──────── Teks Pilihan ────────
Inikah Negara Yang Berideologikan Pancasila
Diterbitkan Kamis, 30 September, 2021 by NKRIPOST
NKRI POST – Indonesia dikenal negeri yang elok, ramah, kekeluargaan dan penuh peradaban yang digandrungi oleh negara-negara di seantero dunia.
Banyak bangsa-bangsa kagum akan adat budaya Indonesia, dan mereka berbondong-bondong datang untuk sekedar berwisata bahkan ada juga yang datang untuk mendalami serta mempelajari adat budaya Indonesia dengan segala keramahtamahannya.
Namun hal tersebut tidak bertahan lama seiring perubahan zaman dan seiring perubahan perilaku politik dari demokrasi terpimpin era Presiden Sukarno, masuk pada otoriteristik dan militeristik era Presiden Suharto, masuk pada reformasi era Presiden Habibie, Presiden Adurahman Wahid serta Presiden Megawati Sukarno Putri, kemudian masuk pada Demokrasi & Liberalistik era Presiden SBY.
Saat ini Indonesia sejak 2014 sampai menjelang tutup tahun 2020 kembali menapaki sejarah dan kembali masuk dalam campuran era demokrasi terpimpin, otoriteristik dan militeristik serta liberalistik.
Perilaku demokrasi terpimpin dengan perilaku otoriteristik-militeristik dan liberalistik didaur ulang menjadi satu konsep kepemimpinan nasional yang dibungkus dengan slogan Indonesia Negara Hukum.
Namun apakah betul Indonesia saat ini negara hukum ? Dan hukum yang bagaimanakah yang menjadi konsep penegakan hukum di Indonesia ?
Bila kita melihat terbuka lebarnya pintu demokrasi dan liberalisasi sejak abad 20 hingga abad 21 ini, maka pengaruh-pengaruh global begitu deras mengalir masuk ke dalam kehidupan berbangsa dan bernegara di Republik Indonesia, pengaruh positif maupun negatif bercampur menjadi satu dan mempengaruhi kehidupan sosial, budaya, politik dari bangsa dan rakyat Indonesia.
────────
● **Tujuan A**
Salin kata demi kata bagian teks pilihan, mulai dari kata "Namun hal tersebut" dan berhenti setelah kata "Indonesia Negara Hukum.".
● **Tujuan B**
Menurut teks pilihan, konsep kepemimpinan nasional itu dibungkus dengan slogan apa?
Data berikut tidak ada hubungannya dengan teks pilihan.
──────── Catatan Data ────────
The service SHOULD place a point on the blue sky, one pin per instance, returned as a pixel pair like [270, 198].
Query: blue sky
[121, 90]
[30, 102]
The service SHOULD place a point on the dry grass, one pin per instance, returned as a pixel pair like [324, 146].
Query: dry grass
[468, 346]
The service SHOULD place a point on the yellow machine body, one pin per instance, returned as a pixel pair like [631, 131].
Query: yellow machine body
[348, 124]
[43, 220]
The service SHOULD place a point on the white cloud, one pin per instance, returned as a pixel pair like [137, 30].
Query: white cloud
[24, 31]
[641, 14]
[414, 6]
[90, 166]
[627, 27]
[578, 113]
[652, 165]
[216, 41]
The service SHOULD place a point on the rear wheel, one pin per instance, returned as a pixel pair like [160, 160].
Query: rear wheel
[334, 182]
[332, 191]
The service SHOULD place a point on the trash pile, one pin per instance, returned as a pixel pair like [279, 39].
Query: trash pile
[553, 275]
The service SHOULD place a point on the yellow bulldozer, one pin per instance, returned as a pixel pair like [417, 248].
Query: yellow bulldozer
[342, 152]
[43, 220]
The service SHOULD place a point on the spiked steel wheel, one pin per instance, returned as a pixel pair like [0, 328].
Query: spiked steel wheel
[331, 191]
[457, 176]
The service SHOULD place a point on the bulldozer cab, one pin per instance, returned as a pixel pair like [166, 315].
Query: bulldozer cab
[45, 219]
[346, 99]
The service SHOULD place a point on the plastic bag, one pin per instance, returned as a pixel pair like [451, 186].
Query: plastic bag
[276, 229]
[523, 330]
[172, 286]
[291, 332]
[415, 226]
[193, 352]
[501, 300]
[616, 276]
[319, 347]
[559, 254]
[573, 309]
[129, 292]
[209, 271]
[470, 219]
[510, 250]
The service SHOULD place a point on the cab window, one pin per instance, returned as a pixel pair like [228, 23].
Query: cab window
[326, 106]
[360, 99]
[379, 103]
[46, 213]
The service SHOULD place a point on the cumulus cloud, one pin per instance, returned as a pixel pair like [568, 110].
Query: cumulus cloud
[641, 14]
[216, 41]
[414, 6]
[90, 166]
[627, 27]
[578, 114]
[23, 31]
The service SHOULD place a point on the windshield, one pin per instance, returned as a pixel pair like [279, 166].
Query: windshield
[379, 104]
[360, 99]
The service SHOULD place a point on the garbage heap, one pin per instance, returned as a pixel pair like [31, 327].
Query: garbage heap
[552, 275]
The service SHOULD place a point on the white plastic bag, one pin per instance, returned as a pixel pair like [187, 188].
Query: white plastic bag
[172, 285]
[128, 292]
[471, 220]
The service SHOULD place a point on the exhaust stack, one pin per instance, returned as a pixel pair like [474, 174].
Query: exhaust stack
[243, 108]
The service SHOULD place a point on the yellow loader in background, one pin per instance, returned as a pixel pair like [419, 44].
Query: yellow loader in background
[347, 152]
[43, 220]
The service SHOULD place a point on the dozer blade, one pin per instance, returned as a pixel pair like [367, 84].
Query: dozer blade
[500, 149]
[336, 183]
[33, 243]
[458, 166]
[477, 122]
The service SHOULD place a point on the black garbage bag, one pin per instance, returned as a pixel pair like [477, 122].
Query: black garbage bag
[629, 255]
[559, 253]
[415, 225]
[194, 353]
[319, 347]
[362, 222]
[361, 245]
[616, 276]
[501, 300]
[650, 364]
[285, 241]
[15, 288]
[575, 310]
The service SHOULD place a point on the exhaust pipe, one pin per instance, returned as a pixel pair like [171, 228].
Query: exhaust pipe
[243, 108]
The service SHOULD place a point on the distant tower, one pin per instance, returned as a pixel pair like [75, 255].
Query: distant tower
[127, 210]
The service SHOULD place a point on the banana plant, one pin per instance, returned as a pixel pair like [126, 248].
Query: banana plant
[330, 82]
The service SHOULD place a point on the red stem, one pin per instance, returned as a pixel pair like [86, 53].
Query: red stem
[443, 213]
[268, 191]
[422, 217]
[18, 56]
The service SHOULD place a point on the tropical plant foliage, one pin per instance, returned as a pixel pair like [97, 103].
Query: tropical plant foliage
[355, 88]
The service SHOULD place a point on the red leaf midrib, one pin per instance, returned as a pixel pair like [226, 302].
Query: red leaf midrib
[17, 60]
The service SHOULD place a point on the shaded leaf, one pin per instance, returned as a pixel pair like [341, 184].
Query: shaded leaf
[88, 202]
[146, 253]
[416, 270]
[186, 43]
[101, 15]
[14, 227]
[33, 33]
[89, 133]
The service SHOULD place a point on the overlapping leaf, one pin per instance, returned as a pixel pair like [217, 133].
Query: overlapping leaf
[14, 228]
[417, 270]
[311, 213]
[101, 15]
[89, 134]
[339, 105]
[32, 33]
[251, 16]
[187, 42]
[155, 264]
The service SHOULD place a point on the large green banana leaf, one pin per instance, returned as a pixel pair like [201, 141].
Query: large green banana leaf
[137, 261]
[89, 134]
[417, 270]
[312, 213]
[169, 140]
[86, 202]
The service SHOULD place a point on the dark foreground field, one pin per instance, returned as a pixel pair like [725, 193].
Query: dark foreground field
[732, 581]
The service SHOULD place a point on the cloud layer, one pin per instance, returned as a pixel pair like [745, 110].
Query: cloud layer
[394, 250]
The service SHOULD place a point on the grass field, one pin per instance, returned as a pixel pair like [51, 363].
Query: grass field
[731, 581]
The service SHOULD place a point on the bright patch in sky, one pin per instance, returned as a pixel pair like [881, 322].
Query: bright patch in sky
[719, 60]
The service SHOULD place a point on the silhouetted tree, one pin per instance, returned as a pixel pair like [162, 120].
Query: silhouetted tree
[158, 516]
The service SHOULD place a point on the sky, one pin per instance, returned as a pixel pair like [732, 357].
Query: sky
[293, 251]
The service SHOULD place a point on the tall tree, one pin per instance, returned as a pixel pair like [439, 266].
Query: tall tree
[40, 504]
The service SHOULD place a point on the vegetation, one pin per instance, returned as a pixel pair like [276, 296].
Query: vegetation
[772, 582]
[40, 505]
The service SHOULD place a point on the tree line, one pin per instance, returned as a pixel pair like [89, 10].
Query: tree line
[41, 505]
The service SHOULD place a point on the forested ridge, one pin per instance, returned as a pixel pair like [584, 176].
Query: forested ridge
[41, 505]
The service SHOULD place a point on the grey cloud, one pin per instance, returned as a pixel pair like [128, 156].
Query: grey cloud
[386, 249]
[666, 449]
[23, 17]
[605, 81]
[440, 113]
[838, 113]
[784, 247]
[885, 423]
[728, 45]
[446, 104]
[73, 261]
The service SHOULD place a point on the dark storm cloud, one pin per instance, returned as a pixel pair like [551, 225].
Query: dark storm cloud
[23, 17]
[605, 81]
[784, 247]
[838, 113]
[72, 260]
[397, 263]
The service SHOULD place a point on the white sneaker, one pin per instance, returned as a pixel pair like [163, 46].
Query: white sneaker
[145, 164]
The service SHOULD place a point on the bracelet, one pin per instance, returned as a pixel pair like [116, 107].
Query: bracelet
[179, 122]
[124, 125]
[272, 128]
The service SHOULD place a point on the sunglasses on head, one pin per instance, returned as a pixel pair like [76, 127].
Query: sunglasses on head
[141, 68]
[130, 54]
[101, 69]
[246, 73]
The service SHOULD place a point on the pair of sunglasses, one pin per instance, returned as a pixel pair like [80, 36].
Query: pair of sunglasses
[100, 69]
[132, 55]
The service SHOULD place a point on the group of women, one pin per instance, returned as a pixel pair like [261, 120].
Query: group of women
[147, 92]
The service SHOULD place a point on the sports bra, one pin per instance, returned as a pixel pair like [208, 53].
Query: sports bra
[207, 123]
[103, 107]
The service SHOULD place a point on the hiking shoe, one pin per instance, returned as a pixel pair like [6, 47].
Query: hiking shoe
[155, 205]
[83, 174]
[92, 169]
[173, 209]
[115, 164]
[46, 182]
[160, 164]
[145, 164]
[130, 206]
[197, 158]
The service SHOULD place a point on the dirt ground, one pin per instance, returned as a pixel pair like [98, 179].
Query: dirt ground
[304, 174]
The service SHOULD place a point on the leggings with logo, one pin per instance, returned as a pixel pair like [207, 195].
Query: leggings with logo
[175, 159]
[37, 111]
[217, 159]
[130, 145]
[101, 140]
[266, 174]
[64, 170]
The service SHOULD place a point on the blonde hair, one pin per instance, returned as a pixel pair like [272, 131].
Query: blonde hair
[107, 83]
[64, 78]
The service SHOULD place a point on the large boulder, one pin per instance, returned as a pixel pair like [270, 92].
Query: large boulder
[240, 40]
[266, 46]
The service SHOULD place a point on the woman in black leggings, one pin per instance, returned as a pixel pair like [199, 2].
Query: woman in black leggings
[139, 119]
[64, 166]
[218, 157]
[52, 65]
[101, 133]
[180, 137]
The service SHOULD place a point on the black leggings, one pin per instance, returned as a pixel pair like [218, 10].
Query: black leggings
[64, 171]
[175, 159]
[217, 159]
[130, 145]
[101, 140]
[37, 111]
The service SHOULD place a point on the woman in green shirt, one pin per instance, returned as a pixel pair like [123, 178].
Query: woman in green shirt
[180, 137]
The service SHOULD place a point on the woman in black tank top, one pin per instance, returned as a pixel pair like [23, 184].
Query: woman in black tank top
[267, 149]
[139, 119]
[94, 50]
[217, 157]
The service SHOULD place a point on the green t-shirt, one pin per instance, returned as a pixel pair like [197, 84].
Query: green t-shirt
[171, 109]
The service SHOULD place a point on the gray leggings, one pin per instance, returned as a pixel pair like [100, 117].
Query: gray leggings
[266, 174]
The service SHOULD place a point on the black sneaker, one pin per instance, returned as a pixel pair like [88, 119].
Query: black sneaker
────────
● **Hasil Latihan A**
Namun hal tersebut tidak bertahan lama seiring perubahan zaman dan seiring perubahan perilaku politik dari demokrasi terpimpin era Presiden Sukarno, masuk pada otoriteristik dan militeristik era Presiden Suharto, masuk pada reformasi era Presiden Habibie, Presiden Adurahman Wahid serta Presiden Megawati Sukarno Putri, kemudian masuk pada Demokrasi & Liberalistik era Presiden SBY.
Saat ini Indonesia sejak 2014 sampai menjelang tutup tahun 2020 kembali menapaki sejarah dan kembali masuk dalam campuran era demokrasi terpimpin, otoriteristik dan militeristik serta liberalistik.
Perilaku demokrasi terpimpin dengan perilaku otoriteristik-militeristik dan liberalistik didaur ulang menjadi satu konsep kepemimpinan nasional yang dibungkus dengan slogan Indonesia Negara Hukum.

● **Hasil Latihan B**
Slogan Indonesia Negara Hukum.